**GIVEN ENTRIES**
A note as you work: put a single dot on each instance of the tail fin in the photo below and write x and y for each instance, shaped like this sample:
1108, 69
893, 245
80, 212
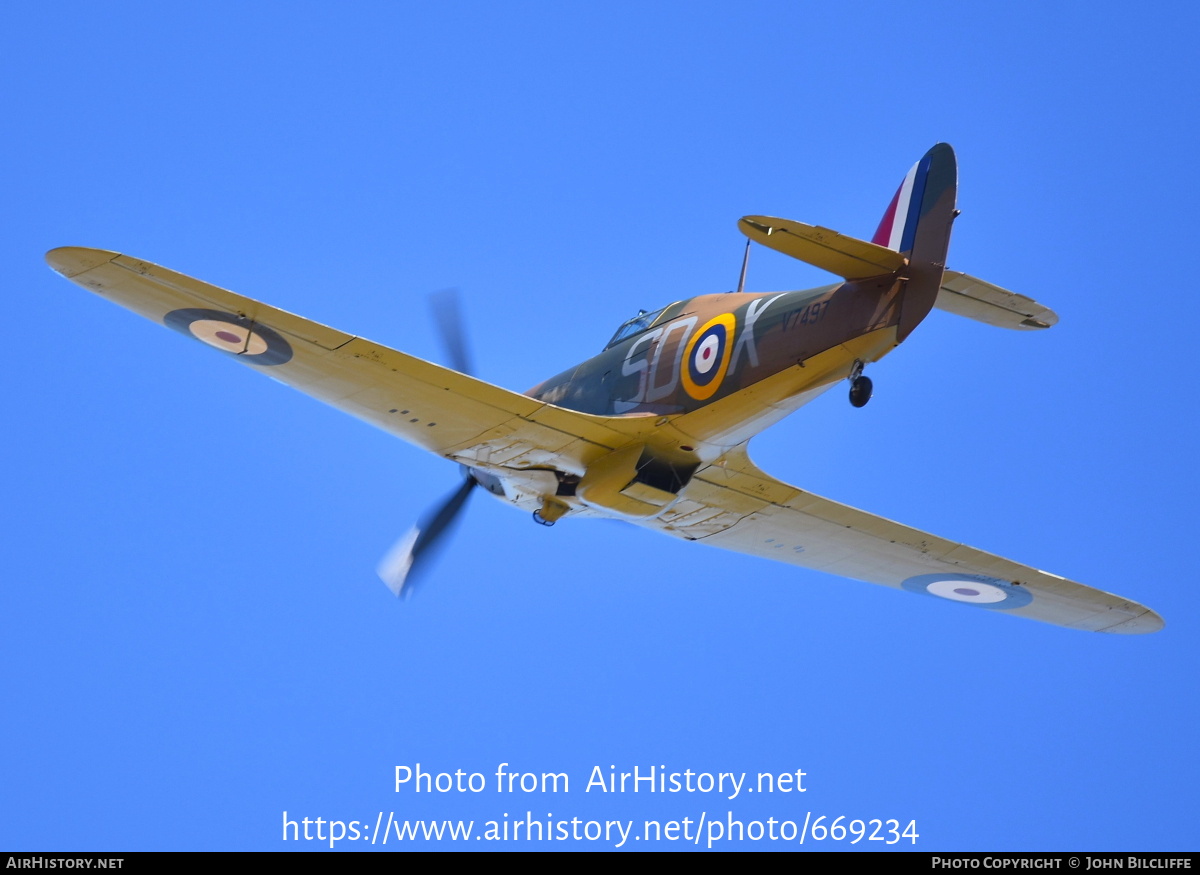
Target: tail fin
910, 243
917, 225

**WHAT IS REQUIRED**
Return the data above line for line without changing a word, and leave out any pictures.

**PROBLEM SOLUTION**
A note as you work: put a single dot on each instance of the tail fin in the photo below and write x and y for each instance, shaped like this sample:
1108, 69
893, 245
80, 212
Target: tail fin
910, 243
917, 225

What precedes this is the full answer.